**** PAGE EXTRACT ****

The Partition of 1947 and Intergenerational Trauma

The Partition of 1947 and Intergenerational Trauma

Intergenerational trauma has become a buzzword over the last several years. It was first explored in the research of Canadian psychiatrist Dr. Rakoff and her colleagues in 1966. They found higher levels of distress among descendants of Holocaust survivors. This important finding helped provide a foundational understanding of this phenomenon.

Studies in the 2000s examined groups affected by major life-disrupting events. Bezo, a doctoral student in Ottawa, studied Soviet Ukrainians who experienced the Holodomor, the 1930s mass starvation under Stalin. He identified intergenerational effects such as anxiety, food-related behaviors (hoarding, overeating), authoritarian parenting, and reduced community trust, with life often described as “survival mode.” This research, now expanding, aligns with studies on the intergenerational impacts of the Holocaust, Khmer Rouge killings, Rwandan genocide, displacement of American Indians, and the enslavement of African Americans.

****

_REQUIRED ACTION 1_. According to the page on intergenerational trauma, why was the 1966 finding by Rakoff and colleagues important? Answer in one to three sentences.
_REQUIRED ACTION 2_. Rewrite the passage of the page on intergenerational trauma starting at "Studies in the" and ending at "of African Americans.", substituting "famine" for "mass starvation".

**** DATA PROVIDED ****

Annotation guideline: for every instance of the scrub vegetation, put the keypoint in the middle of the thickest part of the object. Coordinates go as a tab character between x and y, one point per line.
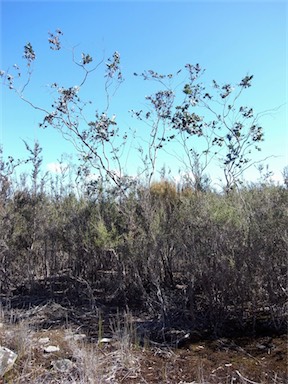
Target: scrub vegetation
189	263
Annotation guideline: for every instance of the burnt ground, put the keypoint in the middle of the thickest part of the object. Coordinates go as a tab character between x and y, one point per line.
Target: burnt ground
158	354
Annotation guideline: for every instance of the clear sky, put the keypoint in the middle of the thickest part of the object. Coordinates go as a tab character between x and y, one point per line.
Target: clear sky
228	39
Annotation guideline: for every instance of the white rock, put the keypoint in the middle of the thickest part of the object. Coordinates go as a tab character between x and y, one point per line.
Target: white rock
104	340
7	360
51	348
62	365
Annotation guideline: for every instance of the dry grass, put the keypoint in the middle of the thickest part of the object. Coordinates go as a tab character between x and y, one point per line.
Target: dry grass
123	361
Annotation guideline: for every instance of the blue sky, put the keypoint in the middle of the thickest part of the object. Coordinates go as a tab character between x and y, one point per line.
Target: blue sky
228	39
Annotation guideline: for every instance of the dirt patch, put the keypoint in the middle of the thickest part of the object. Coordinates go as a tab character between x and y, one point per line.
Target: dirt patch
130	357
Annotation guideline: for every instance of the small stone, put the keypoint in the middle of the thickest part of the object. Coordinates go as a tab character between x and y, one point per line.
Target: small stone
51	348
62	365
105	340
7	360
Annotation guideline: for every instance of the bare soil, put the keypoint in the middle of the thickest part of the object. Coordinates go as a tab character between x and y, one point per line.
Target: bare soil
260	359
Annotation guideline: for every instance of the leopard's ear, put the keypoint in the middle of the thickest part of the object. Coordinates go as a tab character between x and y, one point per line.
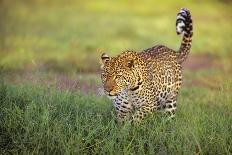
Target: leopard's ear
104	58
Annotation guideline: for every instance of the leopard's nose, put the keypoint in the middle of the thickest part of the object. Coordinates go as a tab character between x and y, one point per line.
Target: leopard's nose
109	86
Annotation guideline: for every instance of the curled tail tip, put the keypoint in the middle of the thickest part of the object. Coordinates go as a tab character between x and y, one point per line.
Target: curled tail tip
183	21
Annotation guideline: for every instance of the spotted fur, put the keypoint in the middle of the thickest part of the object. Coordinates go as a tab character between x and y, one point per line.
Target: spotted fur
148	81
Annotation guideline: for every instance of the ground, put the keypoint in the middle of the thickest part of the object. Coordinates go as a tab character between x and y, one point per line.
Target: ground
50	89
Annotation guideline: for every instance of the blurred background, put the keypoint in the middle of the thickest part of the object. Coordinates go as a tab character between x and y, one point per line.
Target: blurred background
59	42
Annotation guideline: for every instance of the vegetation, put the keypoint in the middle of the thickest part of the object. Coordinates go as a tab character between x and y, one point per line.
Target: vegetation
48	121
66	36
49	52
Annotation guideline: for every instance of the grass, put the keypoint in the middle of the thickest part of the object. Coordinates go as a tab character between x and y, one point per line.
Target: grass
67	36
40	120
46	108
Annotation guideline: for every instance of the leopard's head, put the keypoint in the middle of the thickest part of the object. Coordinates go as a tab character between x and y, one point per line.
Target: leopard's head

****

_RESPONSE BOX 1_. It was important because it helped provide a foundational understanding of intergenerational trauma. The finding was that descendants of Holocaust survivors showed higher levels of distress.

_RESPONSE BOX 2_.
Studies in the 2000s examined groups affected by major life-disrupting events. Bezo, a doctoral student in Ottawa, studied Soviet Ukrainians who experienced the Holodomor, the 1930s famine under Stalin. He identified intergenerational effects such as anxiety, food-related behaviors (hoarding, overeating), authoritarian parenting, and reduced community trust, with life often described as “survival mode.” This research, now expanding, aligns with studies on the intergenerational impacts of the Holocaust, Khmer Rouge killings, Rwandan genocide, displacement of American Indians, and the enslavement of African Americans.